Problem details → Write out the following data exactly as it appears, omitting the pictures.

Records from a dataset →
********************
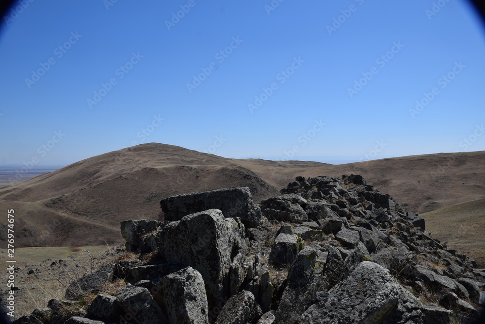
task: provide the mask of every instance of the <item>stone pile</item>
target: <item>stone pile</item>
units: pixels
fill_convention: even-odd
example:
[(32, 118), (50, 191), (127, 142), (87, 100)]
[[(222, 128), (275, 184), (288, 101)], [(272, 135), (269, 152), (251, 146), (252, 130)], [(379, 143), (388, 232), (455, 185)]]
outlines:
[[(423, 219), (361, 176), (297, 177), (281, 193), (259, 205), (240, 187), (164, 199), (164, 222), (121, 223), (126, 249), (137, 257), (74, 281), (66, 300), (15, 323), (478, 318), (485, 270), (433, 239)], [(120, 279), (126, 285), (115, 294), (103, 291), (103, 283)], [(97, 294), (83, 305), (88, 293)]]

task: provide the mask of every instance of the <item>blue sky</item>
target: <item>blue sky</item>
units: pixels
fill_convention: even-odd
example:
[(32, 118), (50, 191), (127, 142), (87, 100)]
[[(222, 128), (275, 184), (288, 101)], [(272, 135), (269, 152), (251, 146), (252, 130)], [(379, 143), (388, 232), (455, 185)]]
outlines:
[(485, 150), (485, 35), (464, 1), (21, 5), (0, 32), (0, 165), (151, 142), (323, 161)]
********************
Correct answer →
task: provide the mask of every instance of the <item>stone pile</item>
target: <item>stone pile</item>
units: pixels
fill_convention: even-odd
example:
[(32, 118), (50, 191), (127, 142), (87, 100)]
[[(222, 128), (275, 184), (288, 101)], [(272, 135), (269, 152), (251, 146), (252, 130)], [(379, 143), (388, 232), (455, 185)]]
outlines:
[[(423, 219), (361, 176), (297, 177), (281, 193), (259, 205), (240, 187), (164, 199), (164, 222), (121, 223), (126, 249), (137, 257), (74, 281), (66, 300), (15, 323), (478, 318), (485, 270), (433, 239)], [(120, 279), (126, 285), (115, 294), (103, 291), (103, 283)], [(97, 294), (83, 305), (88, 293)]]

task: provide the mask of every instance of the <item>blue sky</item>
target: <item>blue sky</item>
units: pixels
fill_convention: even-odd
example:
[(32, 118), (50, 191), (127, 142), (87, 100)]
[[(222, 128), (275, 184), (288, 101)], [(272, 135), (269, 152), (251, 146), (252, 130)], [(379, 143), (388, 232), (455, 185)]]
outlines:
[(485, 150), (485, 35), (464, 1), (21, 5), (0, 32), (0, 165), (151, 142), (323, 161)]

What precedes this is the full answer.